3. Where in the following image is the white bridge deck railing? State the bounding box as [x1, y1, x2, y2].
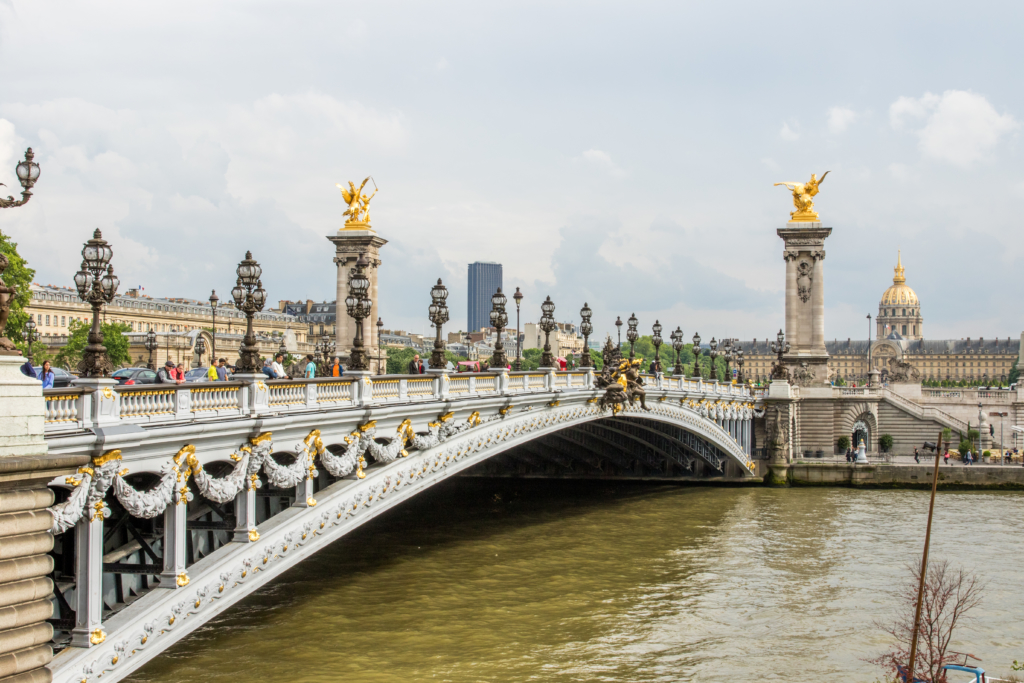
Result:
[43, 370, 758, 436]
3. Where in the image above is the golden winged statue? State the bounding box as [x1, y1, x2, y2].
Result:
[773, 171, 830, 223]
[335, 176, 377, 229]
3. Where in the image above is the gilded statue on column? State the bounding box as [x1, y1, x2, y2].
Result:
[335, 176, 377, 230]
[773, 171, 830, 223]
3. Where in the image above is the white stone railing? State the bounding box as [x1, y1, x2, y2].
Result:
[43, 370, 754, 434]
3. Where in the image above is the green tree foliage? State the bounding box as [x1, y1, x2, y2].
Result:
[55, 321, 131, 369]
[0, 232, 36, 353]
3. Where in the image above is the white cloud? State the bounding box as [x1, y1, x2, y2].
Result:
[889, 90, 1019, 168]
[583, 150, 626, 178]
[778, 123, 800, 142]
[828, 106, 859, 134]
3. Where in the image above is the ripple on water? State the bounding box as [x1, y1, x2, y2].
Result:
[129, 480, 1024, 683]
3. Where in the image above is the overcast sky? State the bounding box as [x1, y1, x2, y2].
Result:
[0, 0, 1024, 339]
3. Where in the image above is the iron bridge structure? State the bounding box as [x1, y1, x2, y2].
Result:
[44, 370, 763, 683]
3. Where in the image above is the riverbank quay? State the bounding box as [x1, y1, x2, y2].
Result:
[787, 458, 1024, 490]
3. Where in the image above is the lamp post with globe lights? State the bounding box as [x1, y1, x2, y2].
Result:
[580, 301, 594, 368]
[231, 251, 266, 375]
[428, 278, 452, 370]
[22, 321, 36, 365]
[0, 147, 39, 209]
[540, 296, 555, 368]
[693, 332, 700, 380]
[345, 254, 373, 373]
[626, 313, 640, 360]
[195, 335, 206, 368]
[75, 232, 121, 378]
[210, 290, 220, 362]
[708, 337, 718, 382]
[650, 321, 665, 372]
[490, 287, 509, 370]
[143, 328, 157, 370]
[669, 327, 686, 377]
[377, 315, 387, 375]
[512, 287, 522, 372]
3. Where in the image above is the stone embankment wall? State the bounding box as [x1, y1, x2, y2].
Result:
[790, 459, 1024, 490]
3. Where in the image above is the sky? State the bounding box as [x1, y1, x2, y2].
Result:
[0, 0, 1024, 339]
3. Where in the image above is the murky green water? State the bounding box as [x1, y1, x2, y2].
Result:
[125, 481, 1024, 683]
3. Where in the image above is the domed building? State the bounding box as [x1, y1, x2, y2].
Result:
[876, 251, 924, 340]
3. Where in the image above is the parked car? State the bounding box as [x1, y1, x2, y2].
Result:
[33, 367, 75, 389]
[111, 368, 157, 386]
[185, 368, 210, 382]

+++

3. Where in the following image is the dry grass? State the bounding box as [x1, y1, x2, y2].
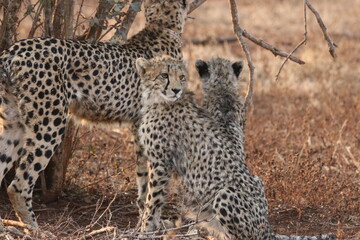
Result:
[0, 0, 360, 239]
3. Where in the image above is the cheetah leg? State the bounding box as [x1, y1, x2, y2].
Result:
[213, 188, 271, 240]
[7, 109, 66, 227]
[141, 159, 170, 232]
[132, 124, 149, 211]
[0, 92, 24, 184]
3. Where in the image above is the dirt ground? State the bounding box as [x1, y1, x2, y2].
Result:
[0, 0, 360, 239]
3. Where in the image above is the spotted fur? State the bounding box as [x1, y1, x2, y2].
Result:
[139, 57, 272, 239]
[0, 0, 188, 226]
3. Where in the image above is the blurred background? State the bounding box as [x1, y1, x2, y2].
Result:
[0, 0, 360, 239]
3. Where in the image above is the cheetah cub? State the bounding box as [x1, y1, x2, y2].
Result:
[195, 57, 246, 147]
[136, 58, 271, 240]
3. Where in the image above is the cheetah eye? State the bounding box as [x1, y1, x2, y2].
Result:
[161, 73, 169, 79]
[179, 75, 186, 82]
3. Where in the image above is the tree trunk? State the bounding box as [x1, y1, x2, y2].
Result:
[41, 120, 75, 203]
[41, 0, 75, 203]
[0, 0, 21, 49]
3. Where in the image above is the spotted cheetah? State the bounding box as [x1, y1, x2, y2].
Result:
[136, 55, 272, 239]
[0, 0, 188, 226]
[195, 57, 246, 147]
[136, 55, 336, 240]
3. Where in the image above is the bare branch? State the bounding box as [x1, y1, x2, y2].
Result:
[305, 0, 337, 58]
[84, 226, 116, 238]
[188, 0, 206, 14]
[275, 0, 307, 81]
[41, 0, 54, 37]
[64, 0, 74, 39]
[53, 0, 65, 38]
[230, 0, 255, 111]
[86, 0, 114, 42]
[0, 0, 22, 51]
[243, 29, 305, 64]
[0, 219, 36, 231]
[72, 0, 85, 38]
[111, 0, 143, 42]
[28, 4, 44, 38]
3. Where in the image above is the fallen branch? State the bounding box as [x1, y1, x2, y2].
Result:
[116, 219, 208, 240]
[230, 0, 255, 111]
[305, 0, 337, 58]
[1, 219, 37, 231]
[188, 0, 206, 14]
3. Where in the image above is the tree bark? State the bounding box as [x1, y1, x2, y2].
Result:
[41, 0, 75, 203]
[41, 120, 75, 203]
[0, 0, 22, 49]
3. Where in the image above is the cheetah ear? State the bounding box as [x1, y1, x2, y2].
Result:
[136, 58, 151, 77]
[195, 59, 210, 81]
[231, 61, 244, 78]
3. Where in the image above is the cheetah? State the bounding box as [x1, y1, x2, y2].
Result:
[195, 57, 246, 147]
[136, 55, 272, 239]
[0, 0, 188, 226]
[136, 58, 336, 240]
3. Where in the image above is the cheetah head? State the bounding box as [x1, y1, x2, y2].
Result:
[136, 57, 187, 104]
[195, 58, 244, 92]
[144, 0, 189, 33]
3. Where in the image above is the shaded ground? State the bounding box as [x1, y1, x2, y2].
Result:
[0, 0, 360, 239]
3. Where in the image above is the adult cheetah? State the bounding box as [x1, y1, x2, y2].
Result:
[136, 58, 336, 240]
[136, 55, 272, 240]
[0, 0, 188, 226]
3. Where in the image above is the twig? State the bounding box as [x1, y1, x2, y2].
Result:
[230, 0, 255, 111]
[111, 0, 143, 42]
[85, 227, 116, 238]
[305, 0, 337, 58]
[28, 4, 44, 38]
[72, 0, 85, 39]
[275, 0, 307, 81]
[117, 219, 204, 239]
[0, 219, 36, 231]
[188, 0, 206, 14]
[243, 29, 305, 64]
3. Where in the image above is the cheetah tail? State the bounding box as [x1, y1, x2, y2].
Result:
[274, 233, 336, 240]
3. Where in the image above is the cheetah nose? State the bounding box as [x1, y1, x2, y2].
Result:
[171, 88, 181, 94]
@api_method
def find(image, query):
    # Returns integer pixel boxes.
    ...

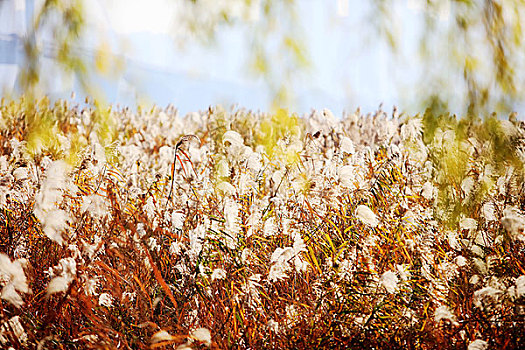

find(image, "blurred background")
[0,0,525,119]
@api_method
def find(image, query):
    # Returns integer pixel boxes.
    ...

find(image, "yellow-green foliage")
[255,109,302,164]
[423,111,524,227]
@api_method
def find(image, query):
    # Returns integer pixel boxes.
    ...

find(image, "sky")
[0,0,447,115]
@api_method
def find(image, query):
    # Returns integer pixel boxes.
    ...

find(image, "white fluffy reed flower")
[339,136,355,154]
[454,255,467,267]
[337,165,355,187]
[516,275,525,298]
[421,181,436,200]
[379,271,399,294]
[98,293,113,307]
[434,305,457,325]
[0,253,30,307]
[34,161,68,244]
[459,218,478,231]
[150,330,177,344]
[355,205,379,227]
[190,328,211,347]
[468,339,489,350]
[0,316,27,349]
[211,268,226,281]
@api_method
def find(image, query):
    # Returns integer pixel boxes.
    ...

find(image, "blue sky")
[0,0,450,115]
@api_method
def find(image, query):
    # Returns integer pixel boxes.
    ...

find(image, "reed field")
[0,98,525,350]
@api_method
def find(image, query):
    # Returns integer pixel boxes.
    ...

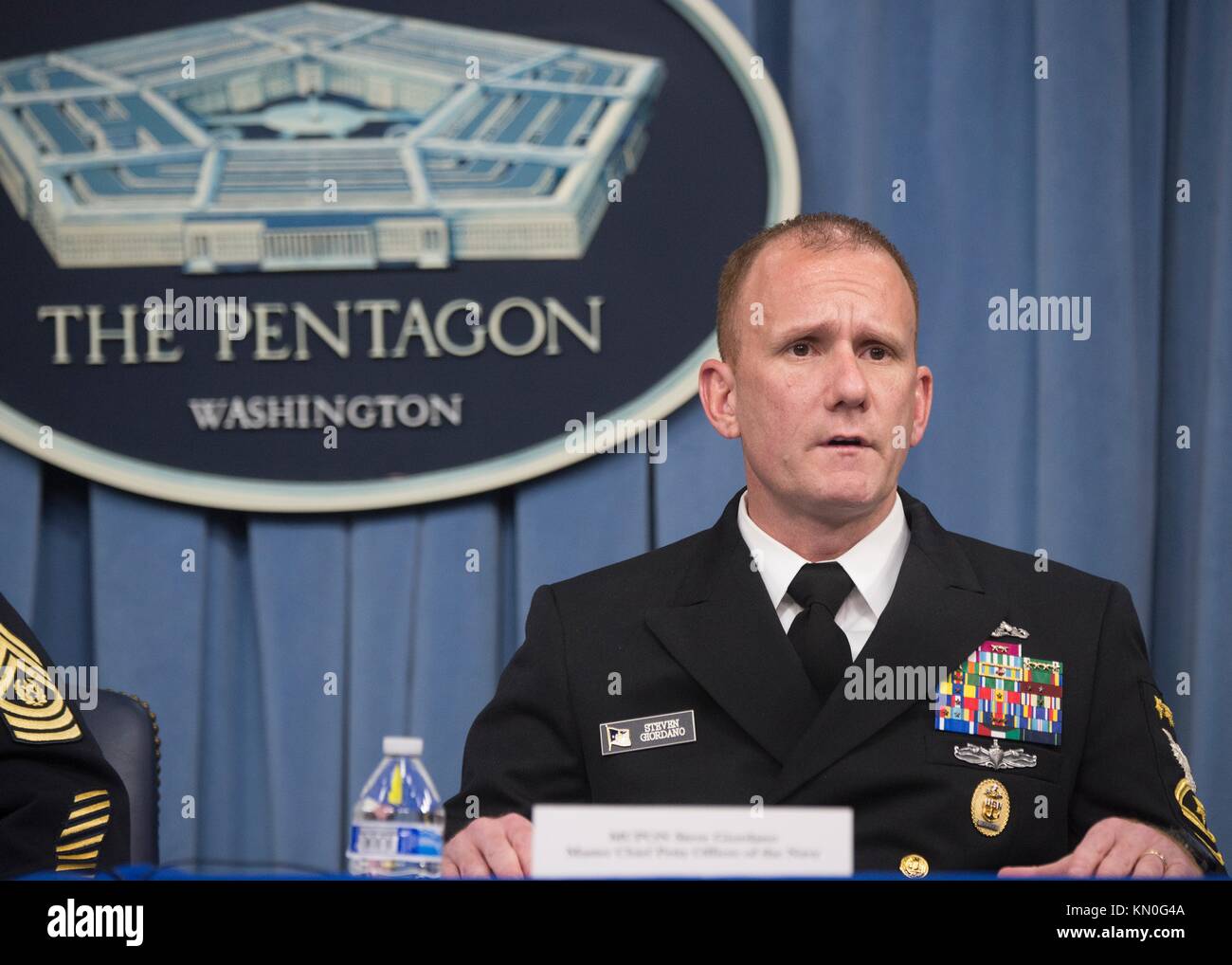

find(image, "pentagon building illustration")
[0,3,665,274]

+++

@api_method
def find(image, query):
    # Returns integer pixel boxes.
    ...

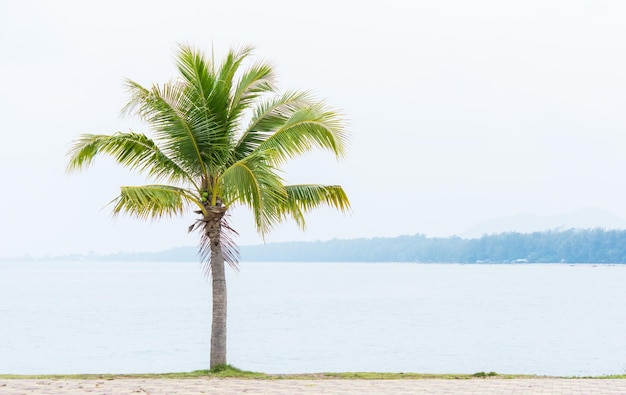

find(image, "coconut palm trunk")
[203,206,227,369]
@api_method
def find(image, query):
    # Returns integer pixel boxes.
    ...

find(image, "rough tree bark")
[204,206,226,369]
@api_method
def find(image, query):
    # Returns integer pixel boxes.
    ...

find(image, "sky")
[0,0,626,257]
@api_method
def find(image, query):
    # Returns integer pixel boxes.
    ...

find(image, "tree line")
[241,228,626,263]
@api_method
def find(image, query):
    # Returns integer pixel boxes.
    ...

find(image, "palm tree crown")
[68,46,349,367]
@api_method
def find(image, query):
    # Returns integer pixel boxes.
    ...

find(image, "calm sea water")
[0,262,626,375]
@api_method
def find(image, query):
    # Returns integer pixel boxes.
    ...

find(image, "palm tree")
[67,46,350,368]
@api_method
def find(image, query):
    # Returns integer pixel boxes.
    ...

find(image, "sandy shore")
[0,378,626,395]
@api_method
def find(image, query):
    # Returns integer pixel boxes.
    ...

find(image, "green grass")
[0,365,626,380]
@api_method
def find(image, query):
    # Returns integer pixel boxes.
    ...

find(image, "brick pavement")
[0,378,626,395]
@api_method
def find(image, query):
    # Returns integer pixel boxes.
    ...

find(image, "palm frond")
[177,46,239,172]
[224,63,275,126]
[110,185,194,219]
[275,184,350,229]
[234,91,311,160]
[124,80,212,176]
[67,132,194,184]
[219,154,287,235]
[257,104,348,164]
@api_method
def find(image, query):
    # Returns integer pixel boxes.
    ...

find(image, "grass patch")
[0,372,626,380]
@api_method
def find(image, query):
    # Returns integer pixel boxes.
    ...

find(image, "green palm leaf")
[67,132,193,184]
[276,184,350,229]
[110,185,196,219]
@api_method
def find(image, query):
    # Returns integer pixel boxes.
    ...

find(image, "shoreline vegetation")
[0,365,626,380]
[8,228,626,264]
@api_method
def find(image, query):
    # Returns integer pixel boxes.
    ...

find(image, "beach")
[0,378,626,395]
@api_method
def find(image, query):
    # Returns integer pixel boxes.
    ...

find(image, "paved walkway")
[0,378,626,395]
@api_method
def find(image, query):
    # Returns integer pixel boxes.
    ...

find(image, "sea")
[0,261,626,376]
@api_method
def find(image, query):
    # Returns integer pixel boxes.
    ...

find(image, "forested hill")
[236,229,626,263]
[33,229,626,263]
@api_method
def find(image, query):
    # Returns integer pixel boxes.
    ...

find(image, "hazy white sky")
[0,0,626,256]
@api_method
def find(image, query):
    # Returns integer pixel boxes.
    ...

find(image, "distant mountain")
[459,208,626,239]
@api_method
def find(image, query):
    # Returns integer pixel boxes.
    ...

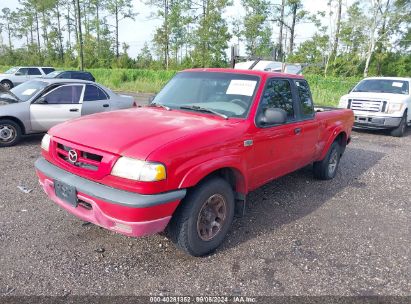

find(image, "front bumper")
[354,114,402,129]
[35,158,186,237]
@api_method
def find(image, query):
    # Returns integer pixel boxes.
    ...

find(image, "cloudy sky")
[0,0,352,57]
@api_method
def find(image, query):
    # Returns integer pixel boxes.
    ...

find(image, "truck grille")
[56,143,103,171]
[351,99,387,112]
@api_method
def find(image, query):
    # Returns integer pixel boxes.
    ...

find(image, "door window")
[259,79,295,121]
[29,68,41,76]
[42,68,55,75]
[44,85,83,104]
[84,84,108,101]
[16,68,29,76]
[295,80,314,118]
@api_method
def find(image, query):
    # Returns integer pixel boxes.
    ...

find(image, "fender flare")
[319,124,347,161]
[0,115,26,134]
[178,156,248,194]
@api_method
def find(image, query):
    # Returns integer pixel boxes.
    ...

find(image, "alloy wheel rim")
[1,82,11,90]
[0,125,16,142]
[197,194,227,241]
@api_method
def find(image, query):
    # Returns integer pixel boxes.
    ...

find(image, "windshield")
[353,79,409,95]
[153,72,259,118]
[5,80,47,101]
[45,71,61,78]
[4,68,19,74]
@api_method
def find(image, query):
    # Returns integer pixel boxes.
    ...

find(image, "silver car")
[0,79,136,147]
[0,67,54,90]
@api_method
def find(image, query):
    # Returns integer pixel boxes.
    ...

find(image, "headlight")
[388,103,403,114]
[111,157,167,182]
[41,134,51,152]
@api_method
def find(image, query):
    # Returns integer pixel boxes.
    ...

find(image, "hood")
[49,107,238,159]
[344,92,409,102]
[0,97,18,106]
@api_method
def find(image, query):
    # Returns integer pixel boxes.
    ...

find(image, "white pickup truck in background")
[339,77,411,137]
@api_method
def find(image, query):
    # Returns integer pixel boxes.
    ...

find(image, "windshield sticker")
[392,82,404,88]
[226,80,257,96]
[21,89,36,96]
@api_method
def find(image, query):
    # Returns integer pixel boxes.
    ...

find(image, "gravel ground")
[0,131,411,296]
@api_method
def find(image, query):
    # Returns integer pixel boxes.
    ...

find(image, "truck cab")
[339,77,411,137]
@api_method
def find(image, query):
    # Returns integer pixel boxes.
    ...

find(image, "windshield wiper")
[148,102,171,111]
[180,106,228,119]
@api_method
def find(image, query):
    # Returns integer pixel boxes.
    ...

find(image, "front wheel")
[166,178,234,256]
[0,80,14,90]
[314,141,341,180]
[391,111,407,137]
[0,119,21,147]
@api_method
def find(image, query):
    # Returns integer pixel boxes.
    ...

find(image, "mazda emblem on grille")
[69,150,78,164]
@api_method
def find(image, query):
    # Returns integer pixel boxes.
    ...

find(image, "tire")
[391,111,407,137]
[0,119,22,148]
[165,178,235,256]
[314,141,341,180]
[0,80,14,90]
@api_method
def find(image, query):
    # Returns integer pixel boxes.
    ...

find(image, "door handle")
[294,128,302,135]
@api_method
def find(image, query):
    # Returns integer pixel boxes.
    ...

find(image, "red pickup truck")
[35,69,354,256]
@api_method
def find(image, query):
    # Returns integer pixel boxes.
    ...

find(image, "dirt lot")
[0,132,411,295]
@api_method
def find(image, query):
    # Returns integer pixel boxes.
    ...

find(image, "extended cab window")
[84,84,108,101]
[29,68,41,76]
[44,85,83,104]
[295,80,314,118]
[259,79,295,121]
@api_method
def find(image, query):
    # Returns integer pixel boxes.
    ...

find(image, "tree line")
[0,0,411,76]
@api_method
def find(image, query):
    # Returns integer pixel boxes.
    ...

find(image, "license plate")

+++

== PROBLEM TO SOLVE ==
Please edit the listing starting at the line containing "3. Where in the image above is the overcast" and ending at the line containing "[787, 458, 1024, 490]", replacing "iron" with "steel" and leaving everything else unchanged. Return only those lines.

== RESPONSE BELOW ==
3. Where in the image above is the overcast sky? State the bounding box as [x1, y1, x2, y2].
Result:
[0, 0, 1024, 339]
3. Where in the image above is the steel bridge structure? State the bounding box as [x1, y1, x2, y2].
Result:
[44, 370, 763, 683]
3. Where in the image above is the riverbank quay? State the bounding box as [x1, y1, x2, y2].
Result:
[787, 458, 1024, 490]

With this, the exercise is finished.